* _AIM_: Select every line in the entries below that contains the string "sleeve", and copy those lines unchanged.

— START DATA RECORDS —

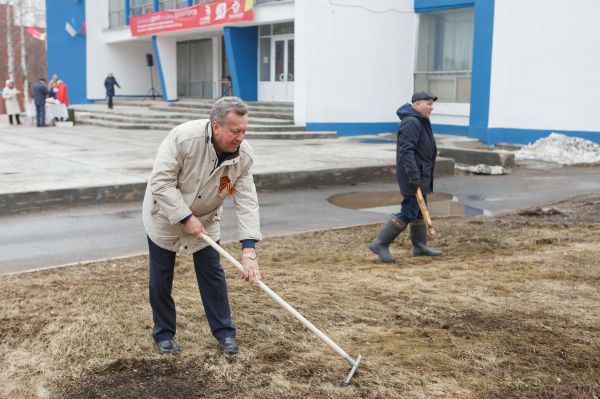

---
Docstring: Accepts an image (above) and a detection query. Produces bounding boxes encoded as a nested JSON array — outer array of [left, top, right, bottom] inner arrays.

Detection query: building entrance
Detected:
[[177, 39, 215, 98]]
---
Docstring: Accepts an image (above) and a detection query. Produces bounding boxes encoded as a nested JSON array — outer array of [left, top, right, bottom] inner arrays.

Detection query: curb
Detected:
[[0, 158, 454, 215]]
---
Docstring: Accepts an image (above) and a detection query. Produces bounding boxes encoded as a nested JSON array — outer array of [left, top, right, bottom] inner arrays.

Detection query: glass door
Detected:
[[258, 35, 295, 102]]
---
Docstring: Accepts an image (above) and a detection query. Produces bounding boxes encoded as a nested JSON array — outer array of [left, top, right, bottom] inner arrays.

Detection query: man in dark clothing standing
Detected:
[[32, 78, 50, 127], [104, 72, 121, 109], [369, 91, 442, 263]]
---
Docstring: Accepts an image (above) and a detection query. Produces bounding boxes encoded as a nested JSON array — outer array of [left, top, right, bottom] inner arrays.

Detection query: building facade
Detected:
[[47, 0, 600, 144]]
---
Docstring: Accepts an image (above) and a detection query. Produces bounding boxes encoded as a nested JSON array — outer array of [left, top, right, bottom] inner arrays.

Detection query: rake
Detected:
[[202, 234, 362, 386]]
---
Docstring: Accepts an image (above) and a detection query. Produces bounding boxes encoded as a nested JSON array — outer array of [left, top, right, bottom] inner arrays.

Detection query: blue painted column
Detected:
[[125, 0, 131, 25], [223, 26, 258, 101], [469, 0, 495, 143], [46, 0, 88, 104], [152, 36, 169, 102]]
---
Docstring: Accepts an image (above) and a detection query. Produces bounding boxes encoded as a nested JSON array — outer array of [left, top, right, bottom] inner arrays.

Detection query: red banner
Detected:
[[129, 0, 254, 36]]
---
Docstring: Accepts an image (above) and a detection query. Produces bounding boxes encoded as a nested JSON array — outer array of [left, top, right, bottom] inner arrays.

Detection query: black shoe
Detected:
[[219, 337, 238, 354], [156, 339, 180, 355]]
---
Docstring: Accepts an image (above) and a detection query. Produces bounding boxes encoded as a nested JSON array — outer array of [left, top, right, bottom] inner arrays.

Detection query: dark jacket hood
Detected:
[[396, 103, 427, 120]]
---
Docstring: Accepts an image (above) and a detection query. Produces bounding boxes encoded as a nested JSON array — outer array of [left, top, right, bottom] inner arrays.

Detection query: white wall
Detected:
[[489, 0, 600, 131], [85, 1, 160, 100], [294, 0, 417, 124]]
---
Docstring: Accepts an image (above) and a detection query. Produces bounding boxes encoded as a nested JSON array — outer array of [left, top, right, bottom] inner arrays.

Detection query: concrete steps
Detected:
[[73, 99, 312, 139], [79, 111, 294, 126]]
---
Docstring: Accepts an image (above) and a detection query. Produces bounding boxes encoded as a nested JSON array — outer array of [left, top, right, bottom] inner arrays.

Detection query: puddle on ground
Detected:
[[357, 139, 396, 144], [327, 191, 490, 217]]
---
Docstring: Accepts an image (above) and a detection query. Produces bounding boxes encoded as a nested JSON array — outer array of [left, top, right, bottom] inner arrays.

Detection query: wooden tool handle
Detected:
[[416, 187, 435, 235]]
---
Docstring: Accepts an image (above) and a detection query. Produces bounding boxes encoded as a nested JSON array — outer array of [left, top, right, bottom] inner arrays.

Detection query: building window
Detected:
[[108, 0, 127, 29], [258, 22, 294, 82], [158, 0, 188, 10], [415, 8, 473, 103], [130, 0, 154, 17]]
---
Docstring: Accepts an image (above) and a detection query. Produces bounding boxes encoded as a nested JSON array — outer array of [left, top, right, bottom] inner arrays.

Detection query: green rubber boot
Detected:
[[369, 215, 407, 263]]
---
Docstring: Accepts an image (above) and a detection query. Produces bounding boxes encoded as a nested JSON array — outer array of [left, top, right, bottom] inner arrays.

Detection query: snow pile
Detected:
[[515, 133, 600, 165], [465, 163, 508, 175]]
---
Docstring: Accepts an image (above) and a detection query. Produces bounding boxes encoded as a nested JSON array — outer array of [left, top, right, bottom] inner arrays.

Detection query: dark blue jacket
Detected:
[[32, 80, 50, 106], [104, 76, 121, 97], [396, 103, 437, 196]]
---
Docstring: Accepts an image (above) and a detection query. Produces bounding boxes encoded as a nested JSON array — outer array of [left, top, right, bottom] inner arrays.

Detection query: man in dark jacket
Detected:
[[104, 72, 121, 109], [369, 91, 442, 263], [32, 78, 50, 127]]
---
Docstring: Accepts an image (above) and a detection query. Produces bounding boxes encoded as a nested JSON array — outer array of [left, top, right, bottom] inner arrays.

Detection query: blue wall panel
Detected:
[[223, 26, 258, 101], [46, 0, 88, 104], [415, 0, 475, 12]]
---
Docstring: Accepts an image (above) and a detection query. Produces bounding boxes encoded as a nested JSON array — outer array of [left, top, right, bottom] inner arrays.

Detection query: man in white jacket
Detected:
[[142, 97, 262, 354]]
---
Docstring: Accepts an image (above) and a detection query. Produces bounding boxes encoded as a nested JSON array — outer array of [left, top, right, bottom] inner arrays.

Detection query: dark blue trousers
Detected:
[[148, 237, 235, 342], [396, 195, 427, 223], [35, 104, 46, 126]]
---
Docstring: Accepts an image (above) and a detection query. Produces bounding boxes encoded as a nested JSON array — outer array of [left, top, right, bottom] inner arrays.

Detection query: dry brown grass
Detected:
[[0, 196, 600, 398]]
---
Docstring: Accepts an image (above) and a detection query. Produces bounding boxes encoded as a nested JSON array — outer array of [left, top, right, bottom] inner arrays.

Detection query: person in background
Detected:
[[56, 80, 69, 107], [369, 91, 442, 263], [48, 74, 58, 98], [104, 72, 121, 109], [2, 79, 21, 125], [32, 78, 50, 127]]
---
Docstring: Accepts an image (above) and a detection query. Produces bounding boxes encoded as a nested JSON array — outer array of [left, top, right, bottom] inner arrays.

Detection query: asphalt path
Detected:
[[0, 164, 600, 274]]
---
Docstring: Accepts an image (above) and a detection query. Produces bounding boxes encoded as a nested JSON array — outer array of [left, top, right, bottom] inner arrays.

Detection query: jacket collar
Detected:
[[206, 120, 241, 164]]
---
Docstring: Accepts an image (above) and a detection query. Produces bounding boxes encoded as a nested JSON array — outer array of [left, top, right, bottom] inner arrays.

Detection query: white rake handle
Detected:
[[202, 234, 357, 366]]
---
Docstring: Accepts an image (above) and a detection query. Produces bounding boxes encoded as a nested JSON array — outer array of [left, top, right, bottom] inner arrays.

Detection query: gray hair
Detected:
[[209, 97, 248, 125]]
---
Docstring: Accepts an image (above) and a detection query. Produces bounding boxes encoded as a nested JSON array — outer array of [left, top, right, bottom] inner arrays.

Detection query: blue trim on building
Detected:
[[305, 122, 400, 136], [152, 35, 169, 102], [125, 0, 131, 26], [46, 0, 89, 104], [415, 0, 495, 142], [469, 0, 494, 141], [223, 26, 258, 101], [415, 0, 474, 13]]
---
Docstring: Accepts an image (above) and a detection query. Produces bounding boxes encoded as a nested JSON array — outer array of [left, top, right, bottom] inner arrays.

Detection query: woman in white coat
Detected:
[[2, 79, 21, 125]]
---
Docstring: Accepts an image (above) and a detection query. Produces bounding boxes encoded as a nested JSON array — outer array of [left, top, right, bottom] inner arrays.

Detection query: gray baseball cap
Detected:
[[411, 91, 437, 103]]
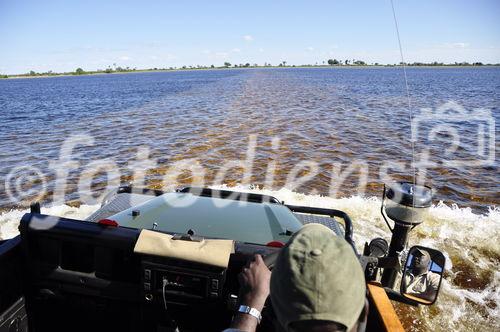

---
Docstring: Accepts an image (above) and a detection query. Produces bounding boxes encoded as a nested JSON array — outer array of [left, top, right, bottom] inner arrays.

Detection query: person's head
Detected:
[[411, 249, 431, 275], [270, 224, 366, 332]]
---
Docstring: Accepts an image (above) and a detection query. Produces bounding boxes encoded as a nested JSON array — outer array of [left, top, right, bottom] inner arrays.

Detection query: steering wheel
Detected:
[[263, 251, 280, 270]]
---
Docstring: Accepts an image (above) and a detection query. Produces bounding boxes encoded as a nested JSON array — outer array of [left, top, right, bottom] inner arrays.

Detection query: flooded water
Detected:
[[0, 68, 500, 331]]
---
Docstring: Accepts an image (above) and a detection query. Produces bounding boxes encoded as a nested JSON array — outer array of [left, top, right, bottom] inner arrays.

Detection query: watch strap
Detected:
[[238, 305, 262, 323]]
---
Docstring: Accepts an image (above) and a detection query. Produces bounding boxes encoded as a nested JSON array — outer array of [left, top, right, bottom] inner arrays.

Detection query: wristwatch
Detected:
[[238, 305, 262, 324]]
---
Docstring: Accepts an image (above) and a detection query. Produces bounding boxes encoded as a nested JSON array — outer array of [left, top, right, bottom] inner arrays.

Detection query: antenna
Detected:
[[391, 0, 417, 202]]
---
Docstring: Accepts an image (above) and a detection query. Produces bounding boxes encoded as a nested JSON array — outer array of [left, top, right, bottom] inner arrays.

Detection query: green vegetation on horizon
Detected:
[[0, 59, 500, 79]]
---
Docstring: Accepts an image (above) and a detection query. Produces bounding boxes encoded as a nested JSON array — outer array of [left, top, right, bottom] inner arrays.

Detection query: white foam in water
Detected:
[[0, 186, 500, 331]]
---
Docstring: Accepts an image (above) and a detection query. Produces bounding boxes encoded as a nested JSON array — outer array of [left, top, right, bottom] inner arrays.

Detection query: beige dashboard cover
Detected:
[[134, 229, 234, 268]]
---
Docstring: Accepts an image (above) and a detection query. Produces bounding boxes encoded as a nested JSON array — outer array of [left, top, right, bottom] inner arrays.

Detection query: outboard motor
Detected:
[[380, 182, 432, 288]]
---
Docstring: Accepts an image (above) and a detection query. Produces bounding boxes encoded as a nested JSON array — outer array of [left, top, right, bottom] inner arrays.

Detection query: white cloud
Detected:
[[443, 43, 469, 49], [215, 52, 228, 59]]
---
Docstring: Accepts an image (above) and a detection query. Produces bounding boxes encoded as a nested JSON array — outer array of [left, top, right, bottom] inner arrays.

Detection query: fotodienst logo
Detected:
[[411, 101, 495, 168]]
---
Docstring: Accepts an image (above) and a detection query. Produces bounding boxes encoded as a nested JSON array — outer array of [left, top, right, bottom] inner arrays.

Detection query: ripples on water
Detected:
[[0, 68, 500, 330]]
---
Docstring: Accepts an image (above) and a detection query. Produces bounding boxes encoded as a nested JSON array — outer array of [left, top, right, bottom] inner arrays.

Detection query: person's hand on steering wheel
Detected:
[[238, 255, 271, 311], [231, 255, 271, 331]]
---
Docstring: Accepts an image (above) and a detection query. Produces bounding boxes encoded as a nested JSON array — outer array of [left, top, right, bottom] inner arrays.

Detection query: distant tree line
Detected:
[[0, 59, 500, 79]]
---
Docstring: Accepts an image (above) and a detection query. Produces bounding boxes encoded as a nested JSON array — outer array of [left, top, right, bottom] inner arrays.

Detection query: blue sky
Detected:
[[0, 0, 500, 74]]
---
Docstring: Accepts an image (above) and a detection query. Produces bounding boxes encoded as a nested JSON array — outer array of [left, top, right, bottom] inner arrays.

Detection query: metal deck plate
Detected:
[[293, 212, 344, 237], [85, 193, 344, 237]]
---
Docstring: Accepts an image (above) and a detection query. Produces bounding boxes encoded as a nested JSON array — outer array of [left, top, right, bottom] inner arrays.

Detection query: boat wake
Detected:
[[0, 186, 500, 331]]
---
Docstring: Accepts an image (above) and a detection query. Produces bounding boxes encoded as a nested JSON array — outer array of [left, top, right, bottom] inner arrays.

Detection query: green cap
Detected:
[[271, 224, 366, 330]]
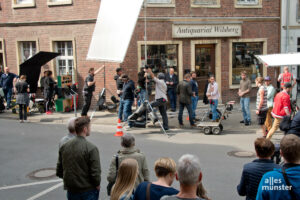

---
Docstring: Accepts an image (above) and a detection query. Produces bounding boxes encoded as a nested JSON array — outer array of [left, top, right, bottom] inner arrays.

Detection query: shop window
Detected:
[[54, 41, 74, 76], [232, 42, 263, 85], [18, 41, 37, 64], [0, 38, 5, 71], [12, 0, 35, 8], [141, 44, 178, 74], [47, 0, 72, 6]]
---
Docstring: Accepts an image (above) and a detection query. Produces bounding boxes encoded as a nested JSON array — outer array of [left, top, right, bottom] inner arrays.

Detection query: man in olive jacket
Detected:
[[107, 133, 150, 188], [56, 116, 101, 200], [177, 74, 195, 127]]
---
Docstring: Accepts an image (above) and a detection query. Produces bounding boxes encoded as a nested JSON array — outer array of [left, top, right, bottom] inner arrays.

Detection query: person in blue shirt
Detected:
[[237, 138, 280, 200], [134, 158, 179, 200], [256, 134, 300, 200], [190, 72, 199, 120], [0, 67, 18, 110]]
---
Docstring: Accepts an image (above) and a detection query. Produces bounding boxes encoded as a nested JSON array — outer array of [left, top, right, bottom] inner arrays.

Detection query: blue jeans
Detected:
[[67, 189, 99, 200], [123, 99, 133, 127], [168, 88, 177, 110], [178, 103, 194, 125], [192, 96, 199, 120], [240, 97, 251, 122], [138, 89, 146, 107], [210, 99, 219, 120], [3, 88, 12, 108], [118, 98, 124, 121]]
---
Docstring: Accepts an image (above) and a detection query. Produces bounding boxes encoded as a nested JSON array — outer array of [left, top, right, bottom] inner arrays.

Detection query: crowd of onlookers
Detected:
[[56, 116, 300, 200]]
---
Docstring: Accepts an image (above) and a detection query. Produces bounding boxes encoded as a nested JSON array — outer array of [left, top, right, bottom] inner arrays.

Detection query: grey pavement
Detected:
[[0, 101, 282, 200]]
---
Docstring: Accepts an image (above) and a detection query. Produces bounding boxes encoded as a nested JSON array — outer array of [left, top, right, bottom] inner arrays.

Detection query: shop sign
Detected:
[[172, 24, 242, 38]]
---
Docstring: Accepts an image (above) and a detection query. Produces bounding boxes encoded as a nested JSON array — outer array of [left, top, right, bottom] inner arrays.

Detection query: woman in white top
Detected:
[[206, 76, 220, 121]]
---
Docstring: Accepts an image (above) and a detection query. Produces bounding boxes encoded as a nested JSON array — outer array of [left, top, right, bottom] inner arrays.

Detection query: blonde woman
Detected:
[[15, 75, 29, 123], [110, 158, 138, 200], [134, 158, 179, 200]]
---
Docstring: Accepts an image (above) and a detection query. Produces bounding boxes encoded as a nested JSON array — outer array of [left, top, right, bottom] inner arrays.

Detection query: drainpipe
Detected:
[[285, 0, 290, 53]]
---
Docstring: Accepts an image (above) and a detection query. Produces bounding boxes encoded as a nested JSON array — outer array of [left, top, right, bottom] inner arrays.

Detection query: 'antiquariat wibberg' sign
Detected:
[[172, 24, 242, 38]]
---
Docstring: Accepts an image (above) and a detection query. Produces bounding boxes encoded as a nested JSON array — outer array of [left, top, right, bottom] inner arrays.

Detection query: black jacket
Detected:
[[287, 111, 300, 137], [114, 75, 123, 90], [122, 80, 135, 100], [177, 80, 193, 104], [165, 73, 178, 89]]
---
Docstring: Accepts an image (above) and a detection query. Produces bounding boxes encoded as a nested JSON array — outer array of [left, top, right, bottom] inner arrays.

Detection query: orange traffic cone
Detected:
[[115, 119, 123, 137], [186, 116, 190, 121]]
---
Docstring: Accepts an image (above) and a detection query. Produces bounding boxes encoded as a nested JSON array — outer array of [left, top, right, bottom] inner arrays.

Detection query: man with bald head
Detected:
[[0, 67, 18, 110], [278, 66, 296, 90], [165, 67, 178, 112]]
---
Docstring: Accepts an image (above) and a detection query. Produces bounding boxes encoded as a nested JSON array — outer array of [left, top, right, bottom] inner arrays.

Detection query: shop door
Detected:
[[195, 44, 215, 97]]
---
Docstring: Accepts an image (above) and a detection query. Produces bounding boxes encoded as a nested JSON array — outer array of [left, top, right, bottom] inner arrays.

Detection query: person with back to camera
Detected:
[[110, 158, 139, 200], [134, 158, 178, 200], [44, 71, 56, 115], [15, 75, 30, 123], [237, 138, 280, 200]]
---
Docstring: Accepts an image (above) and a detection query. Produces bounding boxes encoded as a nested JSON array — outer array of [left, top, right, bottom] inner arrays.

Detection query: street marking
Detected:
[[0, 179, 62, 190], [27, 182, 64, 200]]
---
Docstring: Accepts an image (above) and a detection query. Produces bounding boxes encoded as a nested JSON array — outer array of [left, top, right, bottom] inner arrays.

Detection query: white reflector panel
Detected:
[[87, 0, 143, 63], [256, 53, 300, 67]]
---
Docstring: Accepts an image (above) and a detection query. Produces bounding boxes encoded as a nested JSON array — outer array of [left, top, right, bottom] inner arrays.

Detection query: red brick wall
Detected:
[[0, 0, 280, 104]]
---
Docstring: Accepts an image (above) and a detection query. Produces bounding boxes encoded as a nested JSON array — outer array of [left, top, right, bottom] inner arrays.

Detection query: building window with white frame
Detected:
[[54, 41, 74, 76], [147, 0, 172, 4], [232, 42, 263, 85], [12, 0, 35, 8], [236, 0, 259, 5], [193, 0, 218, 5], [18, 41, 36, 63]]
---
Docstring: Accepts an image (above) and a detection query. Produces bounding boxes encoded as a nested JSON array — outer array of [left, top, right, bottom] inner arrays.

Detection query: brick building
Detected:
[[0, 0, 280, 106]]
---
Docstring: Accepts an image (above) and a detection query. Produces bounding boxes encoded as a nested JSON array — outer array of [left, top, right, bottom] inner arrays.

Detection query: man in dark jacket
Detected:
[[287, 111, 300, 137], [0, 67, 18, 110], [237, 138, 280, 200], [177, 74, 195, 127], [256, 134, 300, 200], [119, 74, 135, 130], [56, 116, 101, 200], [165, 68, 178, 112]]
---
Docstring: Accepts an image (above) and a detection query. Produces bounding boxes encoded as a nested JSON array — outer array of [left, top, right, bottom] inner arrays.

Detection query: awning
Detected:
[[19, 51, 60, 93], [255, 53, 300, 67], [87, 0, 143, 63]]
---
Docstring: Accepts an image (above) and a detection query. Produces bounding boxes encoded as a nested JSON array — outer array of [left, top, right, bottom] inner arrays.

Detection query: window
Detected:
[[141, 44, 178, 73], [235, 0, 262, 8], [47, 0, 72, 6], [18, 41, 36, 64], [191, 0, 221, 8], [147, 0, 172, 4], [147, 0, 175, 7], [12, 0, 35, 8], [232, 42, 264, 85], [54, 41, 74, 76], [0, 38, 5, 71]]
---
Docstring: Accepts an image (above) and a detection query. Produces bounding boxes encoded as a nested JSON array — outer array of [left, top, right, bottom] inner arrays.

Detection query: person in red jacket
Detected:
[[278, 66, 296, 89], [267, 83, 293, 139]]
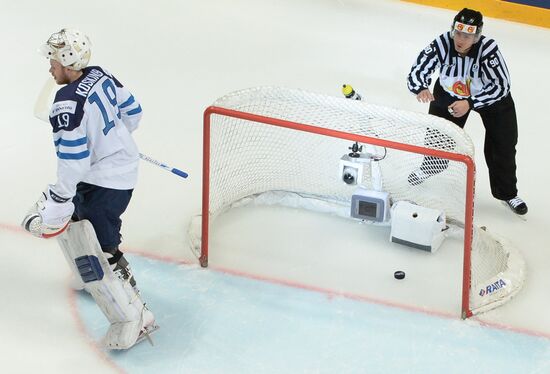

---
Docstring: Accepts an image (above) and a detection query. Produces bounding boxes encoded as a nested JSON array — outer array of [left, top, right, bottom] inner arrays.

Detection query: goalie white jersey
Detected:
[[50, 66, 142, 198]]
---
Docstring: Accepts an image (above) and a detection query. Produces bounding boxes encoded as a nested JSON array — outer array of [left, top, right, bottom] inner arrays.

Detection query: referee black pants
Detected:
[[421, 82, 518, 200]]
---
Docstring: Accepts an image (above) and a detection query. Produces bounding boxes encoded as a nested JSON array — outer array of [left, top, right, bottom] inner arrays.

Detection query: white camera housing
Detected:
[[350, 187, 390, 223], [338, 154, 371, 186], [390, 201, 446, 252]]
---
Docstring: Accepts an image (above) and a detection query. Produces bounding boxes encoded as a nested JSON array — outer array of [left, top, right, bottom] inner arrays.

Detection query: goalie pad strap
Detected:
[[57, 220, 146, 349], [107, 248, 123, 265]]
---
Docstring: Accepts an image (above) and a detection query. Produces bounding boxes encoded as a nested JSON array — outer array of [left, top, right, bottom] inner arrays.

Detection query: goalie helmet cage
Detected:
[[193, 87, 525, 318]]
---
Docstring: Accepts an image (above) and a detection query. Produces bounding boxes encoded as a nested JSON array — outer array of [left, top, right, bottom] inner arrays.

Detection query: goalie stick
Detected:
[[34, 78, 189, 178]]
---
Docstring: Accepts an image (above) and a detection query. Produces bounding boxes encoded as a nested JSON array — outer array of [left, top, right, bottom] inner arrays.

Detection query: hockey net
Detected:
[[188, 87, 525, 318]]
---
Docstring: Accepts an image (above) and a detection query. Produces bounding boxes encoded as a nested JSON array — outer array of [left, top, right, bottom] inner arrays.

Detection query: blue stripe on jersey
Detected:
[[53, 136, 88, 147], [57, 150, 90, 160], [126, 105, 141, 116], [118, 95, 136, 109]]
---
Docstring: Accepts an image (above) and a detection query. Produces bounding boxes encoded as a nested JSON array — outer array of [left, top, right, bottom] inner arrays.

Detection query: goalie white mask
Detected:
[[40, 29, 92, 70]]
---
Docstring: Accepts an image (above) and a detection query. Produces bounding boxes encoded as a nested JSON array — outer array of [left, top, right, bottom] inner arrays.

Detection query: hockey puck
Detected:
[[393, 270, 405, 279]]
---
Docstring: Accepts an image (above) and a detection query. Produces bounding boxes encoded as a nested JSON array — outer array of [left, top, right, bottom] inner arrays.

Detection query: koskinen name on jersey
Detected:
[[75, 69, 105, 97], [479, 278, 507, 297]]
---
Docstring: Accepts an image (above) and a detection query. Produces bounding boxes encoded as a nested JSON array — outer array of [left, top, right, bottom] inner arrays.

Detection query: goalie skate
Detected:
[[58, 220, 155, 349]]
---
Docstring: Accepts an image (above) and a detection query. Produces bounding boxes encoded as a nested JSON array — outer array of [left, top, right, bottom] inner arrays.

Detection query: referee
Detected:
[[407, 8, 527, 215]]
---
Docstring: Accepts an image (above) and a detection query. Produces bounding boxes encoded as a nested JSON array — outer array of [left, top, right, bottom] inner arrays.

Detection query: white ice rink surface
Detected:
[[0, 0, 550, 373]]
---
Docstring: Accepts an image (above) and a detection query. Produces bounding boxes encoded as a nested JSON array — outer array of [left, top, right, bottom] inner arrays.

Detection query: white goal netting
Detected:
[[189, 87, 525, 316]]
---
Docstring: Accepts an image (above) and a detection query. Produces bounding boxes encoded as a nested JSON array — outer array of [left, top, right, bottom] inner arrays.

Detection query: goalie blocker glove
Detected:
[[21, 186, 74, 238]]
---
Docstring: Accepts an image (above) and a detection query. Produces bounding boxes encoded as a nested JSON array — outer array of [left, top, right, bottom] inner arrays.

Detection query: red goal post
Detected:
[[189, 87, 524, 318]]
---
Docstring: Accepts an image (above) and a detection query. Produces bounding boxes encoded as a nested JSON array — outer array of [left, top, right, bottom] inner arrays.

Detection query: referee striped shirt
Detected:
[[407, 32, 510, 109]]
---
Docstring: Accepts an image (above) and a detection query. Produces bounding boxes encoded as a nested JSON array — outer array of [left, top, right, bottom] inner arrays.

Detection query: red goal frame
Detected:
[[199, 106, 475, 319]]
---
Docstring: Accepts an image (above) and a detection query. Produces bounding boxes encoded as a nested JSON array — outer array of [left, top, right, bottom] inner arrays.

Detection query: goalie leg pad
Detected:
[[58, 220, 154, 349]]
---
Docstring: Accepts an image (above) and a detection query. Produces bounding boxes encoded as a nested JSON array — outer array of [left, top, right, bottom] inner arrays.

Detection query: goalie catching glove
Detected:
[[21, 186, 74, 238]]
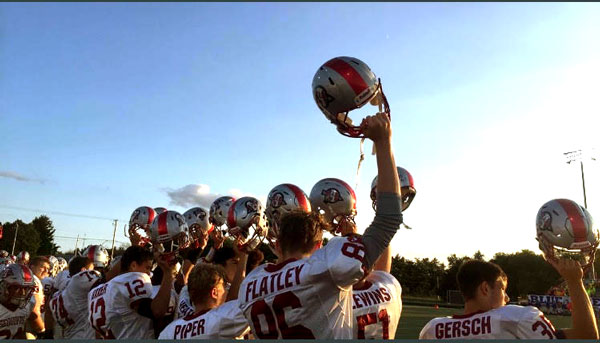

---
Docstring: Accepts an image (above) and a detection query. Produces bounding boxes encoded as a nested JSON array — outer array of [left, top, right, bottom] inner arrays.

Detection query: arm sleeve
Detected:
[[363, 193, 402, 269]]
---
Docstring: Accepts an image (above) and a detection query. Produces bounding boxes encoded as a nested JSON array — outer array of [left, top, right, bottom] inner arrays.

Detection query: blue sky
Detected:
[[0, 3, 600, 259]]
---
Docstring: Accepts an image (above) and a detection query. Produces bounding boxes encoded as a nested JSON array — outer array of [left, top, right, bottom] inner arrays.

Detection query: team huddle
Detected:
[[0, 57, 598, 339]]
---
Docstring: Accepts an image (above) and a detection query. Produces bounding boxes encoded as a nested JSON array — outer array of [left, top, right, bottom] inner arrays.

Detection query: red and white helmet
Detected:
[[227, 197, 267, 251], [0, 264, 36, 308], [310, 178, 356, 234], [371, 167, 417, 211], [17, 251, 29, 264], [154, 207, 167, 215], [150, 211, 190, 252], [312, 56, 390, 137], [535, 199, 600, 267], [129, 206, 156, 246], [48, 255, 58, 276], [83, 245, 109, 269], [265, 183, 311, 245], [208, 196, 235, 227], [183, 207, 214, 241]]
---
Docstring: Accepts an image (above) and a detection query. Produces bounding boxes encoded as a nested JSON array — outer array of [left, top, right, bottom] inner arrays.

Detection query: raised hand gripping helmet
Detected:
[[310, 178, 356, 234], [371, 167, 417, 212], [227, 197, 268, 252], [535, 199, 600, 268], [265, 183, 311, 247], [312, 56, 390, 138], [183, 207, 214, 241], [83, 245, 109, 269], [150, 211, 190, 253], [129, 206, 157, 246], [208, 196, 235, 227], [0, 263, 36, 308]]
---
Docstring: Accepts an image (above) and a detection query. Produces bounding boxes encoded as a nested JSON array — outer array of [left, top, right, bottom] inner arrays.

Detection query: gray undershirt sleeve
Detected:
[[362, 193, 402, 269]]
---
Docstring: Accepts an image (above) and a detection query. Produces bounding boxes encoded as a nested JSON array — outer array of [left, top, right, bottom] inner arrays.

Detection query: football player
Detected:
[[238, 113, 402, 339], [49, 255, 102, 339], [158, 263, 249, 339], [88, 246, 174, 339], [0, 264, 36, 339], [419, 259, 598, 340]]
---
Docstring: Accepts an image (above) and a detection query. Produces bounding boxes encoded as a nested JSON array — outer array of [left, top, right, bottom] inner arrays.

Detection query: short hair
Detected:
[[29, 256, 52, 267], [69, 256, 94, 276], [188, 263, 227, 304], [213, 247, 235, 267], [277, 211, 328, 254], [456, 260, 507, 301], [121, 245, 154, 273]]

— END DATA RECORDS —

* _SOLUTION TO THIS EXERCISE_:
Detection query: arm sleeve
Detection query: gray undershirt sleeve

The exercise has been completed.